#### Excerpts from labeled region data:
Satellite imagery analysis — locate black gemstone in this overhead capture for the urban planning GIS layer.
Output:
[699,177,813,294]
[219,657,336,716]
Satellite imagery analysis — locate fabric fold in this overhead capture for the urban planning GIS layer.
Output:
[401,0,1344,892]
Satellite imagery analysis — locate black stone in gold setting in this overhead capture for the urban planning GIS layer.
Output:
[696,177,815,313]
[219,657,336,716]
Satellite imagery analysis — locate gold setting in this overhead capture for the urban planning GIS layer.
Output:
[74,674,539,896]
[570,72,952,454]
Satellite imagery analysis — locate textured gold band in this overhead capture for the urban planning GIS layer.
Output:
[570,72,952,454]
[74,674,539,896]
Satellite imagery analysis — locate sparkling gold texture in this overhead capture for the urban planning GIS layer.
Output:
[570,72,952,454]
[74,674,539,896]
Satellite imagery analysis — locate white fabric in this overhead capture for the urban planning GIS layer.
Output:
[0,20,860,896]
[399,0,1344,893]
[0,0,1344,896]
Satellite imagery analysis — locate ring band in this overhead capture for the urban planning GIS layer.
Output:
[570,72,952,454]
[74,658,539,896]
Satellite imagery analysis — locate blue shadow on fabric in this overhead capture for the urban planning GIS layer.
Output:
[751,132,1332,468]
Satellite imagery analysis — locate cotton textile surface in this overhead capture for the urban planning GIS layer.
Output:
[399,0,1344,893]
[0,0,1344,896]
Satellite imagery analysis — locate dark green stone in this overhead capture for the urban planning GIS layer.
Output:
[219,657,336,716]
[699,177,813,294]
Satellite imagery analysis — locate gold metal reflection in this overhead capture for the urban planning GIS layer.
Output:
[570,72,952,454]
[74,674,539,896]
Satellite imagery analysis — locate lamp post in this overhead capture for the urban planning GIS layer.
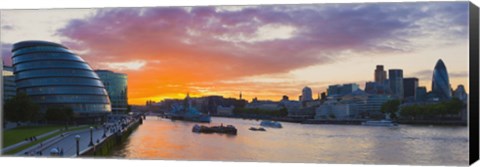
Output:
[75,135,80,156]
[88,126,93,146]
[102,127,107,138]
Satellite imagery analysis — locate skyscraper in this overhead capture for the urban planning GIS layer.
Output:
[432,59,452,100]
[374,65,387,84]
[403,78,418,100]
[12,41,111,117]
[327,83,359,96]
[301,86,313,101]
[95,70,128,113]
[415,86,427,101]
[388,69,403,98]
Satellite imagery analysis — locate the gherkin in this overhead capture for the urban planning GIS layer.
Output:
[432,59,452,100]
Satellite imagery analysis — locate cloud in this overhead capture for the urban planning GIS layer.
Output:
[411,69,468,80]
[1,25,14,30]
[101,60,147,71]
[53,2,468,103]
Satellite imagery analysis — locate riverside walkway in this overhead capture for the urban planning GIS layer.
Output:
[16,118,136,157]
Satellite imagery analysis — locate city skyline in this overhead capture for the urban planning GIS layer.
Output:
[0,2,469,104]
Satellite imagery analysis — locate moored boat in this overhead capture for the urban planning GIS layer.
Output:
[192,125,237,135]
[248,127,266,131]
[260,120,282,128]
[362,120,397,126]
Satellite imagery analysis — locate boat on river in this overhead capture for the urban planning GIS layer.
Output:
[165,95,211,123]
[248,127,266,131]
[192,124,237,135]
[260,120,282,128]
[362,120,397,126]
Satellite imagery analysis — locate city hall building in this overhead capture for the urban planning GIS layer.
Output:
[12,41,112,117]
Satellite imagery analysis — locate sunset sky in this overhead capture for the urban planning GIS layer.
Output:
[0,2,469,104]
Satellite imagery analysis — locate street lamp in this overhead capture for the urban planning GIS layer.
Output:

--

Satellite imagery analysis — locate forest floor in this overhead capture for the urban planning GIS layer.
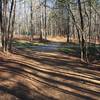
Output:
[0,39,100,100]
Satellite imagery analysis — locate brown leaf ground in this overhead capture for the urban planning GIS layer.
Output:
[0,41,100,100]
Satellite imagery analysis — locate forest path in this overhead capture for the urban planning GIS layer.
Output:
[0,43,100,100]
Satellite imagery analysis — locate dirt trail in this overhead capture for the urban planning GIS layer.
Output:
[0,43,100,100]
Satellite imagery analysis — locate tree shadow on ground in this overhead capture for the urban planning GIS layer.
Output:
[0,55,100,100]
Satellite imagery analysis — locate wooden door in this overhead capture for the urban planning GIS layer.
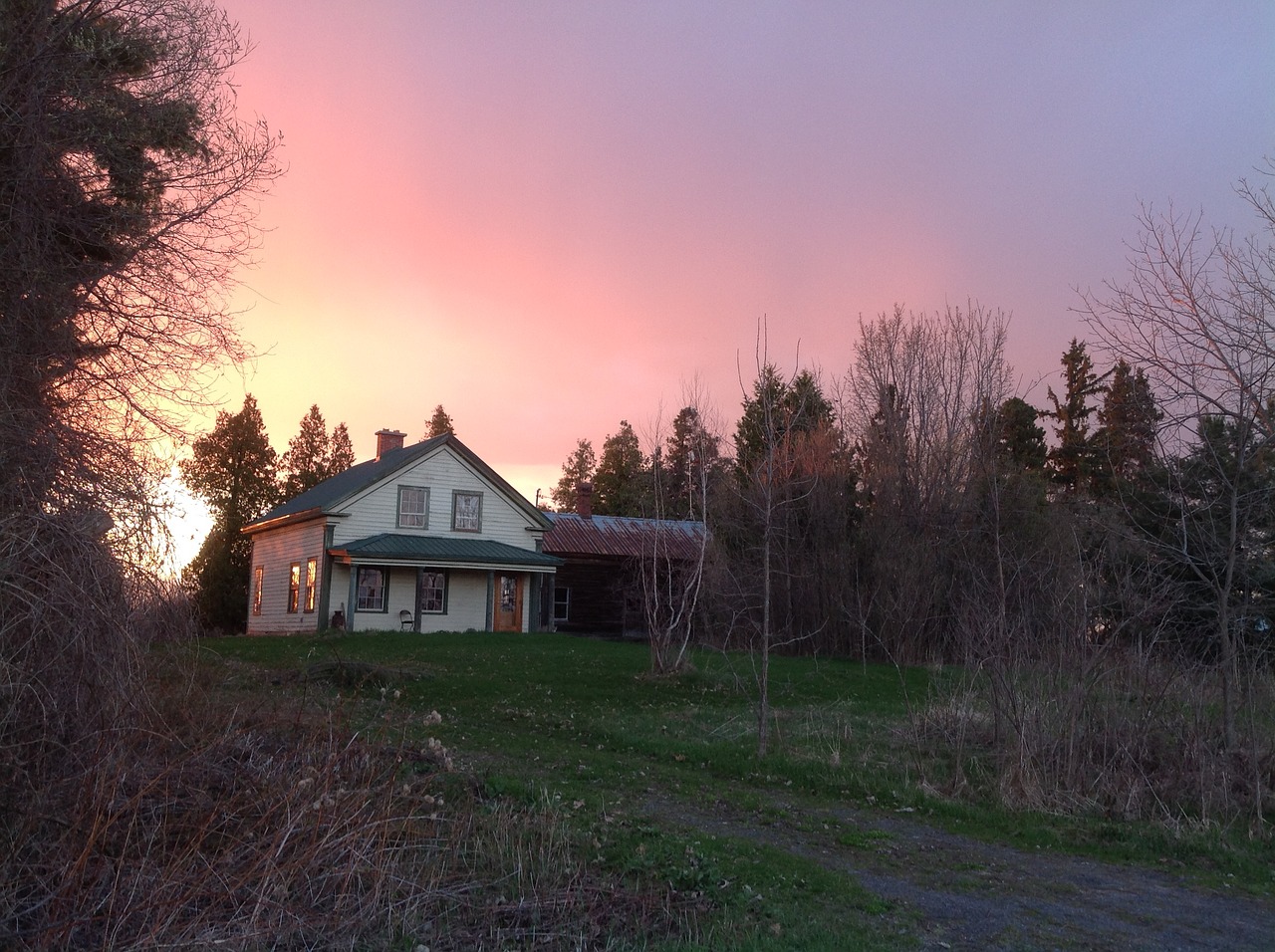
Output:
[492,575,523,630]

#### Aim:
Quote verbatim the lines of the listing starting with the line that contains "Satellite imagery analysis — locate dirt" and continuing through the line that contains "[492,575,523,630]", leaving out the pictures.

#### Solution:
Satellite imagery analysis — locate dirt trail in this overhead capture for the urban planning GIS layer.
Output:
[0,43,100,100]
Satellite imagery analysis — locate tree shadow on ground in this overhead capture for the urban planning GIS layer.
Output:
[0,55,100,100]
Satellite imagery analysis — locate wooden door in this overhead capture for the urban planning GIS layer.
Output:
[492,575,523,630]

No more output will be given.